Data extracted from a collection

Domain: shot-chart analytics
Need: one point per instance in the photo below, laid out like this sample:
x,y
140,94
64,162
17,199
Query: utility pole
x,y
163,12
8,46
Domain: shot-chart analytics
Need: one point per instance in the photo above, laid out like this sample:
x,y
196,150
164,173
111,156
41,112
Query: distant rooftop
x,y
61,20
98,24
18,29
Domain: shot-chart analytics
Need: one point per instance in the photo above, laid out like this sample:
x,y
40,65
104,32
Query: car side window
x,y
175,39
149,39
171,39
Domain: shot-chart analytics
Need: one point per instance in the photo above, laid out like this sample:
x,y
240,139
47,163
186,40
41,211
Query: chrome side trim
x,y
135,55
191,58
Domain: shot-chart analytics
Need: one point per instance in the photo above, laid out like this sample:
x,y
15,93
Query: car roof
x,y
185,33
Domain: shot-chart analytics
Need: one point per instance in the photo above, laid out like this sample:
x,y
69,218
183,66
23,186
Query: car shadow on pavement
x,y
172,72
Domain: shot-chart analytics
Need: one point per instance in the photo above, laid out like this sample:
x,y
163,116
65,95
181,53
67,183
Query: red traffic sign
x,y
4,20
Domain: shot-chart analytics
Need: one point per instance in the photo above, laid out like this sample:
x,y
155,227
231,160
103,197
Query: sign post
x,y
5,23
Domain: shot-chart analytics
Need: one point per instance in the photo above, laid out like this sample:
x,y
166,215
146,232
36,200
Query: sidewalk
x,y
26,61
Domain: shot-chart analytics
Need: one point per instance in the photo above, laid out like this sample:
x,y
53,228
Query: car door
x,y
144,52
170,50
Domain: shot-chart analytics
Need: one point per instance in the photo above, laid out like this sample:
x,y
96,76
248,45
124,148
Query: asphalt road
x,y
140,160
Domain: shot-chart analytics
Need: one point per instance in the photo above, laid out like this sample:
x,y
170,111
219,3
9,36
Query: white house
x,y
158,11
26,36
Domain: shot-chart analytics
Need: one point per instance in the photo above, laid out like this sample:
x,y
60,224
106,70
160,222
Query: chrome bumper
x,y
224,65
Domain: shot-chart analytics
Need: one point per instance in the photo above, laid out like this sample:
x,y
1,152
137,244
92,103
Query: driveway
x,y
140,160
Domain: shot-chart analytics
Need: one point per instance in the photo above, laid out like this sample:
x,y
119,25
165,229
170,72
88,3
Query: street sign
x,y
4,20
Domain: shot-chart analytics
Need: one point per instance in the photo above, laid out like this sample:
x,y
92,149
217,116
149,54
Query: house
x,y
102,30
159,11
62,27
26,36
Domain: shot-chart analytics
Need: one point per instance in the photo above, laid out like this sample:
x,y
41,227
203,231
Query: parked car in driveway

Work order:
Exact copies of every record are required, so retype them in full.

Exercise solution:
Domain: shot-chart analytics
Need: one point per instance in the photo below, laid out like this sample:
x,y
140,94
64,162
17,199
Query: utility pole
x,y
163,12
8,46
Domain: shot-chart analytics
Need: one point per instance in the photo above, laid out like this sample:
x,y
196,150
164,173
111,156
41,112
Query: distant rooftop
x,y
61,20
98,24
18,29
Domain: shot-chart analytics
Need: one point per instance in the photo above, laid out like this sample:
x,y
40,65
104,32
Query: car side window
x,y
175,39
149,39
171,39
Domain: shot-chart analytics
Need: one point per instance in the photo above, laid out like this sample:
x,y
240,139
47,163
186,40
41,211
Query: chrome side trim
x,y
135,55
191,58
Domain: shot-chart analytics
Need: one point per instance in the photo above, laid out like this sample:
x,y
15,93
Query: car roof
x,y
185,33
Domain: shot-chart analytics
Need: one point per instance in the photo above, laid out like this sample:
x,y
69,218
183,66
23,186
Query: car shadow on pavement
x,y
172,72
Domain: shot-chart analytics
Need: one point per instance in the photo above, laid out like this sample:
x,y
163,116
65,95
181,53
67,183
Query: red traffic sign
x,y
4,20
Domain: shot-chart analytics
Need: one point per instance in the photo above, laid out like this sample:
x,y
155,227
231,160
103,197
Query: sign post
x,y
5,23
Domain: shot-chart analytics
Need: one point per instance in the photo above, laid out like this sample:
x,y
166,215
146,232
36,200
Query: sidewalk
x,y
26,61
Domain: shot-chart analytics
Need: one point per instance in the photo above, laid out like this sample:
x,y
53,228
Query: car door
x,y
144,52
170,50
Domain: shot-chart analytics
Need: one point per instance in the photo above, laid out like this sample:
x,y
96,76
248,45
124,148
Query: asphalt road
x,y
140,160
Domain: shot-chart analytics
Need: one point per instance in the photo above, laid out like this sample:
x,y
170,111
219,3
9,36
Query: white house
x,y
158,11
26,36
Domain: shot-chart analytics
Need: one point per instance in the photo above, laid out like this sample:
x,y
60,224
106,70
160,222
Query: chrome bumper
x,y
224,65
Domain: shot-chart analytics
Need: one point per instance in the photo above, laid out like this sample:
x,y
1,152
137,244
92,103
Query: driveway
x,y
140,160
Domain: shot-chart analytics
Need: one point per instance in the photo above, laid out like this sample:
x,y
119,25
165,229
170,72
88,3
Query: street sign
x,y
4,20
Domain: shot-chart analytics
Need: one point per instance in the photo above, laid out like this sample:
x,y
92,149
217,116
149,54
Query: house
x,y
102,30
159,11
62,27
26,36
Domain: shot-chart analytics
Need: one point per instance in the photo above, laid out like this sample:
x,y
41,227
203,231
Query: parked car in driveway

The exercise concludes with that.